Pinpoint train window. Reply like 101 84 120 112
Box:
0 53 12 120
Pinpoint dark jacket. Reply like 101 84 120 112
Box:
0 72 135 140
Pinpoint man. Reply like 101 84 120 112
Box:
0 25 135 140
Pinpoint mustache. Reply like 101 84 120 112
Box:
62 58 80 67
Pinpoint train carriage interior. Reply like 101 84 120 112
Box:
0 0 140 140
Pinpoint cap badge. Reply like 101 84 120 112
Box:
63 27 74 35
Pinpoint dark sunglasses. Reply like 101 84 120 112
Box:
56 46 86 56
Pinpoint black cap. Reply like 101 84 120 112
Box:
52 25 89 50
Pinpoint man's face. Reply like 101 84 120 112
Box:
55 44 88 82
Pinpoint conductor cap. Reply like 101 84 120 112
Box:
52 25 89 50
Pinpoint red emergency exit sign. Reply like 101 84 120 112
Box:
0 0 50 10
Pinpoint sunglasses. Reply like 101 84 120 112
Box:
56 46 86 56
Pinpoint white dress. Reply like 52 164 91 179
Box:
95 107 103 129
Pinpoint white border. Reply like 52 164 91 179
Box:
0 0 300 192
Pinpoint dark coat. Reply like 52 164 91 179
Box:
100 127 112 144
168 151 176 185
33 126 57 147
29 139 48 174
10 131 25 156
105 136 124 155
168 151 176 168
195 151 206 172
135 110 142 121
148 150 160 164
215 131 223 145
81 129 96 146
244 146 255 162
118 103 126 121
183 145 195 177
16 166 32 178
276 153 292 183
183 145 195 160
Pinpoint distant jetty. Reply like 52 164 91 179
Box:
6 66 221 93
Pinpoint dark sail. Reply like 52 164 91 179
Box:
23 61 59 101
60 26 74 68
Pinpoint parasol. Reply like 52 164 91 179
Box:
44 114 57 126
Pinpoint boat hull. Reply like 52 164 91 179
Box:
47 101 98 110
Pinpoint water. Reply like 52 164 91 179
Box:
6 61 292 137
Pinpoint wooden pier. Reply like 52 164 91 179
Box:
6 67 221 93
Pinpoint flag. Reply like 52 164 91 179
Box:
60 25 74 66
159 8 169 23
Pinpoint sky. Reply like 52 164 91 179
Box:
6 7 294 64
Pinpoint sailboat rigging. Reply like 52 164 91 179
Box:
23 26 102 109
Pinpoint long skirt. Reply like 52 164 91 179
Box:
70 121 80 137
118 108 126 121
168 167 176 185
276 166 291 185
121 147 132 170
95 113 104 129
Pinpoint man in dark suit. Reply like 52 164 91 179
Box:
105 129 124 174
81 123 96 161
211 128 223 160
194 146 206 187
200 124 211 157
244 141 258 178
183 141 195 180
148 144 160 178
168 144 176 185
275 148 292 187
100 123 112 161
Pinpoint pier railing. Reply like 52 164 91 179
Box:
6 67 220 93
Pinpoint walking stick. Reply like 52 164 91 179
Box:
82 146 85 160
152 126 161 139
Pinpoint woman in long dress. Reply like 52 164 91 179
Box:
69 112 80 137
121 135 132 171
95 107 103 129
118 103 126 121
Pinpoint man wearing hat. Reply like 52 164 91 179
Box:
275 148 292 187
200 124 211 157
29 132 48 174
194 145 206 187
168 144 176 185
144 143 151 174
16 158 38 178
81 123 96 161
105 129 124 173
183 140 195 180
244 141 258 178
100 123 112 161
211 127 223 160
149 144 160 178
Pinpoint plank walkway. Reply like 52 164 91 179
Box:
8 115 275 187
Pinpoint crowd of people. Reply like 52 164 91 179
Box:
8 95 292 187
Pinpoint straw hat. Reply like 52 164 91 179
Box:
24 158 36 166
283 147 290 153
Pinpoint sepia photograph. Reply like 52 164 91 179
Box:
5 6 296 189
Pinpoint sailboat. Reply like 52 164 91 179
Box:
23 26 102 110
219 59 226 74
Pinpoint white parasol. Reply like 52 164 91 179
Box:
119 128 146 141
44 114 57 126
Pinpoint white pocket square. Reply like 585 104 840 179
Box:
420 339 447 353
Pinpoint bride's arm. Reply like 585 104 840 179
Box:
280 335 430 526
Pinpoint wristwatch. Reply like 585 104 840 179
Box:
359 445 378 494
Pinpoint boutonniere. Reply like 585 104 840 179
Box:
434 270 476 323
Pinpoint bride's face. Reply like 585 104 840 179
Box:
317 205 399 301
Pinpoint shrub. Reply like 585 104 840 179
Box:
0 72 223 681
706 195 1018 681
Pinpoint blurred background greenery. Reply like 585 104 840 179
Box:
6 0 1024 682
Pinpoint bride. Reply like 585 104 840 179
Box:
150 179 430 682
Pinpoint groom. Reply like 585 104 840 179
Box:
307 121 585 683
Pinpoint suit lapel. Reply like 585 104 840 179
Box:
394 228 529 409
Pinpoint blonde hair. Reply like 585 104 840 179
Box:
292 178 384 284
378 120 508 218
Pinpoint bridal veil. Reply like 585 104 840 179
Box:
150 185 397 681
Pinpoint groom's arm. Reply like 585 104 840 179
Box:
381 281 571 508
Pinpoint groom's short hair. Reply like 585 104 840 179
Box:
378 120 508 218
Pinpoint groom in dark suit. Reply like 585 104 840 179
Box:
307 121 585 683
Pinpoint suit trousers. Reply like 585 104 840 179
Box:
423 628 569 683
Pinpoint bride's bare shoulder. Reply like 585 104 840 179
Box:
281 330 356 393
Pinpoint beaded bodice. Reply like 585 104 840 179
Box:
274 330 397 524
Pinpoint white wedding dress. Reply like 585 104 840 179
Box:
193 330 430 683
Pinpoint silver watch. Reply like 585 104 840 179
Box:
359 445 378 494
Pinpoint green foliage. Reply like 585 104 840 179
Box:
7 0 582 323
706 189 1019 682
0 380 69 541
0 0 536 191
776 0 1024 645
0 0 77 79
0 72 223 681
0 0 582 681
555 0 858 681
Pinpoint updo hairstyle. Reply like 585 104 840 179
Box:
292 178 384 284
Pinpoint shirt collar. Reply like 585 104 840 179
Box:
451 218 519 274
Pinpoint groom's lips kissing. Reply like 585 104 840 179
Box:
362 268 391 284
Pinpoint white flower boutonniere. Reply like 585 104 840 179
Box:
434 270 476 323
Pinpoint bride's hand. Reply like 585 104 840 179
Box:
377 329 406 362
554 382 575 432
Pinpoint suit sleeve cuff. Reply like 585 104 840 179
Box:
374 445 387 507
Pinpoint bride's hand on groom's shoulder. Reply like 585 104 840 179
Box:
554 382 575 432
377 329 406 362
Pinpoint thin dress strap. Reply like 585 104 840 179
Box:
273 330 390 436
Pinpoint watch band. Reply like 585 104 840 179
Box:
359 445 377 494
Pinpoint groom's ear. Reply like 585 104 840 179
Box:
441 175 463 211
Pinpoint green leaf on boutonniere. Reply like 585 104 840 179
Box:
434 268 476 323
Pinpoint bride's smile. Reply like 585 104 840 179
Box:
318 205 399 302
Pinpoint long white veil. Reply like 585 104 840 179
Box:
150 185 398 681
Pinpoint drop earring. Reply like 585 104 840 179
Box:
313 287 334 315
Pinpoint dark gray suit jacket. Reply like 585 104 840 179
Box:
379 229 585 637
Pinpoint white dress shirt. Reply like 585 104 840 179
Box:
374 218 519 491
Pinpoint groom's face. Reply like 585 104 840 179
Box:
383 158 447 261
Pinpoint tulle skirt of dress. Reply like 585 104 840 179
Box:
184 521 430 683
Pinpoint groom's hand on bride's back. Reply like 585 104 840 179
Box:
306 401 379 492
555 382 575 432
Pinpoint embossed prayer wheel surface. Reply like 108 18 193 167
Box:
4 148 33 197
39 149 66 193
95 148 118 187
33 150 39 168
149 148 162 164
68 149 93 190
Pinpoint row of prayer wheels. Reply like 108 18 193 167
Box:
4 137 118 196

* TASK GOAL
Rewrite the records from the line that contains "Pinpoint sailboat. Reply like 52 164 91 179" through the line that contains "150 185 397 681", keeping every line. Shift each bounding-box coordinate in the answers up by 80, and leave the numbers after "Reply like" as they are.

* IN RESPONSE
Pinpoint sailboat. Reply like 52 164 91 179
Box:
103 106 182 190
299 139 306 154
Pinpoint white parasol. Reply like 52 164 91 179
Box:
199 208 226 221
124 194 137 206
Pinpoint white pocket square. Reply like 585 104 840 179
Box:
500 419 527 433
Pinpoint bride's arm. Reply like 585 104 840 179
Box:
360 415 510 606
Pinpoint wristwatch. Reply like 585 104 840 179
Box:
439 525 458 574
Pinpoint boutonniere. Reply like 585 104 840 179
Box:
514 350 556 403
Pinpoint bride's face. Reply like 585 104 840 179
Box:
397 285 479 381
Pinpoint shrub. Reply like 585 104 840 179
Box:
80 152 303 761
786 275 1098 761
Pinpoint blurred background greenery. Reply like 585 104 840 179
Box:
86 80 1104 762
Pinpoint bride. Reply like 585 104 840 179
Box:
230 259 510 762
Pinpoint groom. Reply like 585 104 840 179
Box:
387 201 665 763
Pinpoint suit lapel. Reply like 585 104 840 179
Box:
474 308 609 489
Pinpoint blonde hair. Reply like 585 104 840 179
Box:
372 258 464 364
458 200 588 298
Pinpoint bridal veil. Reply like 585 104 840 179
Box:
230 265 477 761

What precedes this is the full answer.